> _Extracted data_
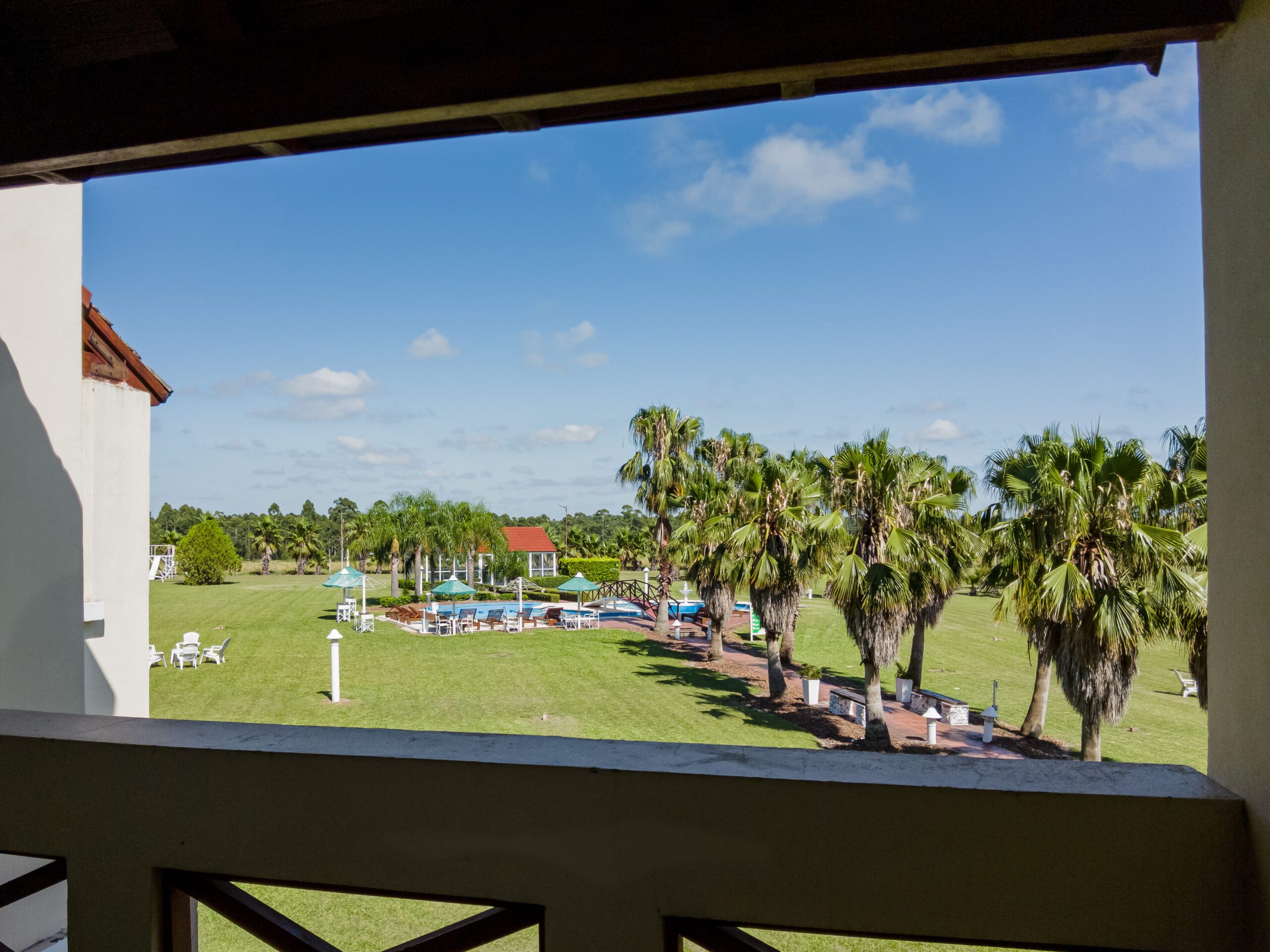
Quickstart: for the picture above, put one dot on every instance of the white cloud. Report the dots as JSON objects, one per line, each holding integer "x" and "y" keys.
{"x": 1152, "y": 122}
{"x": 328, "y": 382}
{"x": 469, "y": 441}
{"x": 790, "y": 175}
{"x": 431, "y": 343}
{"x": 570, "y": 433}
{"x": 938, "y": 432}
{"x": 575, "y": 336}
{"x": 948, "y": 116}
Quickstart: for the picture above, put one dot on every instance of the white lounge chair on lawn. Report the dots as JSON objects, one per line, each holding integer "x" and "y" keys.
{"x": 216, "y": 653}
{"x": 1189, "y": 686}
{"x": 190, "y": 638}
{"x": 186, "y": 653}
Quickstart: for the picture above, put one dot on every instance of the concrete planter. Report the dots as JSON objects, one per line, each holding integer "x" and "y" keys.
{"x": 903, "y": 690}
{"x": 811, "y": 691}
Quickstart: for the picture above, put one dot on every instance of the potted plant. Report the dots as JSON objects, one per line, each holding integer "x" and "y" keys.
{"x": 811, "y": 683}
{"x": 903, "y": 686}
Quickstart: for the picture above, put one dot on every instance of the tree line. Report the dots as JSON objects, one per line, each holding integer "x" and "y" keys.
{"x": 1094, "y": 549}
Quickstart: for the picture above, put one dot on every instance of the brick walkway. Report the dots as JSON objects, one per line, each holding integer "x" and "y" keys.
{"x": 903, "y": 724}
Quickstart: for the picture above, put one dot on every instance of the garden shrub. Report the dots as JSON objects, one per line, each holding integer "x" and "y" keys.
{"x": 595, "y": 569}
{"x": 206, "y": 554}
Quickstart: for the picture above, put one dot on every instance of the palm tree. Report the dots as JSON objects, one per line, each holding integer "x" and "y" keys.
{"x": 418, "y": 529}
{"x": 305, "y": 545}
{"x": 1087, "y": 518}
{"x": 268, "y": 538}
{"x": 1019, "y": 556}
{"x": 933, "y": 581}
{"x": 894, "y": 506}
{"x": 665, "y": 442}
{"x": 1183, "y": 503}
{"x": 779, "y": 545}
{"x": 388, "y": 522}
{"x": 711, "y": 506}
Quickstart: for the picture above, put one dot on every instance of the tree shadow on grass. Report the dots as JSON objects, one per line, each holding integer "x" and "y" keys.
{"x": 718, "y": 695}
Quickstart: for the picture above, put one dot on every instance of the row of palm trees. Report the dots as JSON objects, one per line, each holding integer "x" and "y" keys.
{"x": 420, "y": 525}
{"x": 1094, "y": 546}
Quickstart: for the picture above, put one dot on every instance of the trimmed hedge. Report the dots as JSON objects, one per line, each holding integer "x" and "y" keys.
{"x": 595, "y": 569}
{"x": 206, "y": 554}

> _Short problem_
Reproduce the entire listing above verbatim, line for line, leaving out the pictures.

> _Complete output_
Quickstart: for the picture above, put one dot on every instance of the white cloud. Report the dots as JSON objects, one per line, each holding integer "x" and "y" keys.
{"x": 1152, "y": 122}
{"x": 328, "y": 382}
{"x": 469, "y": 441}
{"x": 790, "y": 175}
{"x": 431, "y": 343}
{"x": 570, "y": 433}
{"x": 938, "y": 432}
{"x": 575, "y": 336}
{"x": 948, "y": 116}
Quickstart: for the picture above, put one dot on every instance of the white lounge chair on lawn. Report the dots as JSON objects, one per line, each holding integer "x" and "y" keys.
{"x": 216, "y": 653}
{"x": 1189, "y": 686}
{"x": 190, "y": 638}
{"x": 186, "y": 653}
Quickstart: for the picture above, put one dot on every instance of the concrete planter. Report the dots as JSON objects, one per line, each holding integer "x" and "y" keys.
{"x": 903, "y": 690}
{"x": 811, "y": 691}
Quickstart: for the picture above, put one dot on every instance of the potted plant. Report the dots as JSON objects, one per line, each holding integer "x" and "y" keys.
{"x": 811, "y": 683}
{"x": 903, "y": 686}
Quickstart: for the picture above, put one dot on every instance of the tree line. Report the dots as JSON objects, one per line, each holding integer "x" and "y" keys.
{"x": 1094, "y": 549}
Quickstart: for the picture above, put one dot on every instance of the brick walkway. Report the dots as JSON objects, one per line, each holding integer "x" and "y" keys.
{"x": 903, "y": 724}
Quickstart: for the picture above, put one dot on every instance of the garden shrub. Report the dots as JSON objects, one per line, each holding integer "x" and "y" keys.
{"x": 595, "y": 569}
{"x": 206, "y": 554}
Quickstart: for the picture above, put one dot on every instance of the palm tree. Report the dots as JSON objects, one per line, each holding integer "x" and "y" keys.
{"x": 418, "y": 529}
{"x": 305, "y": 545}
{"x": 1087, "y": 518}
{"x": 268, "y": 538}
{"x": 1019, "y": 556}
{"x": 933, "y": 581}
{"x": 894, "y": 506}
{"x": 665, "y": 442}
{"x": 1183, "y": 503}
{"x": 779, "y": 545}
{"x": 388, "y": 522}
{"x": 711, "y": 506}
Quickstart: for the picture above, put one dot on every instance of the tree shadow on grass. Report the dots as JSON objects, one per line, each holding integer "x" and "y" keys.
{"x": 718, "y": 695}
Quickstart: for the picture above, put one dot on every instance of the row of palm trees. Report the dots as JSON objects, one per line, each holding integer "x" and "y" keys.
{"x": 420, "y": 525}
{"x": 1094, "y": 546}
Quickstart: for the picture above, put one dot on every instance of the trimmed hedge. Report the dots as JSON objects, one per line, each holding integer "x" and "y" keys.
{"x": 595, "y": 569}
{"x": 206, "y": 554}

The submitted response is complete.